Work task 1 -
Answer these about the data-cleaning code:
(a) What value replaces np.nan in the Insurance_Validity_Period column?
(b) What text is removed from Number_of_Seats before it is converted to numbers?
(c) Missing Engine_Capacity values are first filled with a mean taken within groups of which column?
Work task 2 - Can you reproduce the data-cleaning code verbatim, covering everything from "df['Number_of_Seats'] = df['Number_of_Seats'].fillna(mean_value)" down to "global_mean = df['Engine_Capacity'].mean()"?
┌─ Supplied passage
In [21]:
import pandas as pd
import ast
import glob
import os

import numpy as np
import re
from sklearn.preprocessing import OneHotEncoder, LabelEncoder, MinMaxScaler, StandardScaler
import seaborn as sns
import matplotlib.pyplot as plt

In [22]:
file_paths = glob.glob(os.path.join('../cleaned_data/', '*.xlsx'))

In [23]:
def Clean_third_party_insurance(df):
    df['Insurance_Validity_Period']=df['Insurance_Validity_Period'].replace({
        'Third Party insurance':'Third Party',
        'Zero Dep':'Zero Depreciation',
        np.nan:'Unknown',
        'Not Available': 'Unknown',
        '1': 'One Year',
        '2':'Two Years'
    })

    return df
    

In [24]:
def Clean_number_of_seats(df):
    
    df['Number_of_Seats'] = df['Number_of_Seats'].str.replace('Seats', '',regex= False).str.strip()
    df['Number_of_Seats'] = pd.to_numeric(df['Number_of_Seats'], errors='coerce')
    mean_value = df['Number_of_Seats'].mean()
    df['Number_of_Seats'] = df['Number_of_Seats'].fillna(mean_value)
    df['Number_of_Seats'] = df['Number_of_Seats'].astype(int)
    
    return df

In [25]:
def Clean_engine_capacity(df):
    df['Engine_Capacity'] = df['Engine_Capacity'].str.replace('CC', '', regex=False).str.strip()
    df['Engine_Capacity'] = pd.to_numeric(df['Engine_Capacity'], errors='coerce')
    df['Engine_Capacity'] = df.groupby('Car_Model')['Engine_Capacity'].transform(lambda x: x.fillna(x.mean()))
    #print("Engine_Capacity nulls after cleaning:", df['Engine_Capacity'].isnull().sum())
    remaining_missing = df['Engine_Capacity'].isnull().sum()
    if remaining_missing > 0:
        global_mean = df['Engine_Capacity'].mean()
        df['Engine_Capacity'].fillna(global_mean, inplace=True)
    
    df['Engine_Capacity'] = df['Engine_Capacity'].astype(float)
    return df
   
    # def extract_first_numeric(value):
    #     if isinstance(value, str):
    #         numbers = re.findall(r'\d+\.?\d*', value)  # Find all numeric sequences
    #         return numbers[0] if numbers else np.nan
    #     return np.nan
    # df['Engine_Capacity'] = df['Engine_Capacity'].astype(str).apply(extract_first_numeric)
└─
┌─ Data excerpts
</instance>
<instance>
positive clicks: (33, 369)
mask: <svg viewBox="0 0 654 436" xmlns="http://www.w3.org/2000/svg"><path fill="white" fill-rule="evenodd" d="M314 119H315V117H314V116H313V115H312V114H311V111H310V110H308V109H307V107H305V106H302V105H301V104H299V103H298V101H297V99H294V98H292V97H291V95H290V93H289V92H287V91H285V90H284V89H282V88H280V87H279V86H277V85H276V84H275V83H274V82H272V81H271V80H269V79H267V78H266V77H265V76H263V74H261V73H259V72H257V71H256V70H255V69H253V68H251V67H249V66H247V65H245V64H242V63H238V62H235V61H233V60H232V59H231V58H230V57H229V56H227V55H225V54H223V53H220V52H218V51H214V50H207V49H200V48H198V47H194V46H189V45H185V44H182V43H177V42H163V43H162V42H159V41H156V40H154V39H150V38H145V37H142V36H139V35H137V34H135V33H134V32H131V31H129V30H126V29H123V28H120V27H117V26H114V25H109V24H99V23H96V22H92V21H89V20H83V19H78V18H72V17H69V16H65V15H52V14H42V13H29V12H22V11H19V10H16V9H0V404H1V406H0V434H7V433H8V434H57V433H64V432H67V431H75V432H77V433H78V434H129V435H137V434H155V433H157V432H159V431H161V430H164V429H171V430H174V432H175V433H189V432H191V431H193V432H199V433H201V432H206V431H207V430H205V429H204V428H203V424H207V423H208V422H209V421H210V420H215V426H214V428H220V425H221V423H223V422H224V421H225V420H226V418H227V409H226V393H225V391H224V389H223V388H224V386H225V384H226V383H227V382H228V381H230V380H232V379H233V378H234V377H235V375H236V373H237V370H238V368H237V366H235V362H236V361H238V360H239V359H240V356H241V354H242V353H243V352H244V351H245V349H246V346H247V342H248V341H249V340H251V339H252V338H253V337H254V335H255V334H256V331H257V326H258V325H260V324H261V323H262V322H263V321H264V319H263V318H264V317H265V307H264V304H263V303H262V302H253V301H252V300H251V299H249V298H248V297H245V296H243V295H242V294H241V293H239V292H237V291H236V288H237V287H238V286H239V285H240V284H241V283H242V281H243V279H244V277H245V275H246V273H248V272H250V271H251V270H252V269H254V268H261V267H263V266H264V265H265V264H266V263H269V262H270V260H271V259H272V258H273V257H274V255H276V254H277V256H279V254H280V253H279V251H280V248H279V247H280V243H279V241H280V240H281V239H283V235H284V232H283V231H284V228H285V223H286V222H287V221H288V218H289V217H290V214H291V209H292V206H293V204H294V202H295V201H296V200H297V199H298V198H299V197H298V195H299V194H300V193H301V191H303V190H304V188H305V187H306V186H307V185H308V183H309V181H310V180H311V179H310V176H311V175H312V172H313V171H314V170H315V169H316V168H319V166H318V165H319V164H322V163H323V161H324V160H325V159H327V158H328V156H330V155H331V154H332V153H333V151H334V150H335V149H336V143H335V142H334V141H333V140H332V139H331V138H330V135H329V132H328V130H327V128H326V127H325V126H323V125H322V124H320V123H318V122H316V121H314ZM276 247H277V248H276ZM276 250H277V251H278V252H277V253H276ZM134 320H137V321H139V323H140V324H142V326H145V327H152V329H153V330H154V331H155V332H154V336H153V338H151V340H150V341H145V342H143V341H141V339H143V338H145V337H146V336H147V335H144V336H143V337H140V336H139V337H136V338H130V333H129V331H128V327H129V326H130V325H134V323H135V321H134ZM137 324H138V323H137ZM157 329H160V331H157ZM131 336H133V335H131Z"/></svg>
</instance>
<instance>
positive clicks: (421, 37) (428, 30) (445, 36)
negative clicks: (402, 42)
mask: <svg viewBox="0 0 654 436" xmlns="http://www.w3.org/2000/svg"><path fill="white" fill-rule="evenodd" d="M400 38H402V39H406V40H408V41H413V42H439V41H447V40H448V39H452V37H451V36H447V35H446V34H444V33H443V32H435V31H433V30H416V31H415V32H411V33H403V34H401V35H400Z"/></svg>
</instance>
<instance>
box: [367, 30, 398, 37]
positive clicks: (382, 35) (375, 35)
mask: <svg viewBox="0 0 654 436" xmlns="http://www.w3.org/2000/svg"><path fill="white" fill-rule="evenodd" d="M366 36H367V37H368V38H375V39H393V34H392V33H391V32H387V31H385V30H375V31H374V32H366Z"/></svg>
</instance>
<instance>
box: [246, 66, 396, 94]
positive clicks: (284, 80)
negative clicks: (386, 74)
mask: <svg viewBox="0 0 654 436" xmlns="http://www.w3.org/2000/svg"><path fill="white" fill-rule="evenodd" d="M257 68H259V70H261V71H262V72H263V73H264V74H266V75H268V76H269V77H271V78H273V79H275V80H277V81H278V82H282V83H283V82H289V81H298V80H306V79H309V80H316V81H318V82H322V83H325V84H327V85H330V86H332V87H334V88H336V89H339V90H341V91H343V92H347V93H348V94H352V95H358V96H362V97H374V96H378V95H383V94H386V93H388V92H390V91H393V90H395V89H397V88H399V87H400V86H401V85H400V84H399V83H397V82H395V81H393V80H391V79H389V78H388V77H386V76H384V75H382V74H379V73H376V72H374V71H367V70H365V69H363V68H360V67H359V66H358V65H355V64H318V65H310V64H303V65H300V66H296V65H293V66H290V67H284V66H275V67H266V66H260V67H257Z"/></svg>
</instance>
└─
Answer area 1 -
(a) 'Unknown'
(b) 'Seats'
(c) 'Car_Model'

Answer area 2 -
df['Number_of_Seats'] = df['Number_of_Seats'].fillna(mean_value)
    df['Number_of_Seats'] = df['Number_of_Seats'].astype(int)
    
    return df

In [25]:
def Clean_engine_capacity(df):
    df['Engine_Capacity'] = df['Engine_Capacity'].str.replace('CC', '', regex=False).str.strip()
    df['Engine_Capacity'] = pd.to_numeric(df['Engine_Capacity'], errors='coerce')
    df['Engine_Capacity'] = df.groupby('Car_Model')['Engine_Capacity'].transform(lambda x: x.fillna(x.mean()))
    #print("Engine_Capacity nulls after cleaning:", df['Engine_Capacity'].isnull().sum())
    remaining_missing = df['Engine_Capacity'].isnull().sum()
    if remaining_missing > 0:
        global_mean = df['Engine_Capacity'].mean()